Instructions to follow:
Would you restate the data exactly as given?

Exercise data:
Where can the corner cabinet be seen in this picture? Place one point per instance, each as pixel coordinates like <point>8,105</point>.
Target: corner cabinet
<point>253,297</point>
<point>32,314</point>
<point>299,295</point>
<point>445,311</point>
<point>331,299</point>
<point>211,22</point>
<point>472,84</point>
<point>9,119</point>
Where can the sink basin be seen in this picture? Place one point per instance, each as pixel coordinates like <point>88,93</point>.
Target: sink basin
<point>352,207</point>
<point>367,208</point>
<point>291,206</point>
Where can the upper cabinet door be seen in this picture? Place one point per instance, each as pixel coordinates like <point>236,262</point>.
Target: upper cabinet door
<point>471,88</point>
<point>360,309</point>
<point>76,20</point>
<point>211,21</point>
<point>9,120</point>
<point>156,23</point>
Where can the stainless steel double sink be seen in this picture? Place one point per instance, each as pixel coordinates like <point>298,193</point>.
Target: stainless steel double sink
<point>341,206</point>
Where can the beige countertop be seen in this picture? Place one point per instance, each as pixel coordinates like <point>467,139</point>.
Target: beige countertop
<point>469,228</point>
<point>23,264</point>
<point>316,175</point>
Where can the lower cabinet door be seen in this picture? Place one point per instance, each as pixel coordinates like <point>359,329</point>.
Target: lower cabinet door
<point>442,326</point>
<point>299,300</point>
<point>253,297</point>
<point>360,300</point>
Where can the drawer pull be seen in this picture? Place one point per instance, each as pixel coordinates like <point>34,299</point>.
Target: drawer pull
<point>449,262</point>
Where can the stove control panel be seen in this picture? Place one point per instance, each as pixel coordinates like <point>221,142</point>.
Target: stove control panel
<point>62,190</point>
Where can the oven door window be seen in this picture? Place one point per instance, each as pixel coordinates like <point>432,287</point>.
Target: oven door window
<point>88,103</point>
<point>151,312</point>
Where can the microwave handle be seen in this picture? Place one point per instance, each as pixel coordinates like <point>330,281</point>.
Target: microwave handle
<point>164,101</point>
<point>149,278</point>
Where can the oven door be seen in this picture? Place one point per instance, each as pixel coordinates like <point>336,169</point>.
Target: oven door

Result of the exercise:
Where can the corner cabinet be seen in this picture? Place one point per instance, each as pixel coordinates like <point>8,105</point>.
Target: corner cabinet
<point>253,297</point>
<point>32,314</point>
<point>299,295</point>
<point>445,311</point>
<point>331,299</point>
<point>211,22</point>
<point>472,84</point>
<point>9,119</point>
Where can the sink basin be seen in this picture? Place one point per instance, each as pixel coordinates like <point>88,93</point>.
Target: sink basin
<point>352,207</point>
<point>367,208</point>
<point>291,206</point>
Where can the upper cabinet door be seen in this picture? Place one point per instance, each as pixel coordinates like <point>236,262</point>.
Target: upper cabinet door
<point>471,88</point>
<point>360,309</point>
<point>76,20</point>
<point>211,21</point>
<point>9,120</point>
<point>156,23</point>
Where can the stainless steel double sink be seen in this picture? Place one point per instance, each as pixel coordinates like <point>298,193</point>.
Target: stainless steel double sink
<point>341,206</point>
Where can the beige countertop be seen in this picture? Place one point per instance, each as pixel coordinates like <point>467,139</point>.
Target: beige countertop
<point>469,228</point>
<point>23,264</point>
<point>316,175</point>
Where can the lower cabinet door be seen in this picture? Place one point per instance, each as pixel coordinates like <point>359,329</point>.
Target: lower cabinet door
<point>442,326</point>
<point>299,300</point>
<point>253,297</point>
<point>360,300</point>
Where can the drawer pull be seen in this picture? Place one point per instance, each as pixel coordinates like <point>34,299</point>.
Target: drawer pull
<point>449,262</point>
Where can the stove control panel be seen in this picture? Place one point per instance, each as pixel coordinates like <point>221,142</point>.
Target: stove control panel
<point>62,190</point>
Where can the oven door window be seen in this picture? Place one point per instance, each as pixel coordinates like <point>432,287</point>.
Target: oven door window
<point>88,103</point>
<point>151,312</point>
Where can the microwave handle be seen in this picture? Place one point per instance, each as pixel coordinates like <point>330,281</point>.
Target: microwave handle
<point>164,101</point>
<point>149,278</point>
Where can the oven door be seen in this picture? Place one point per instance, each as pixel coordinates like <point>336,169</point>.
Target: oven door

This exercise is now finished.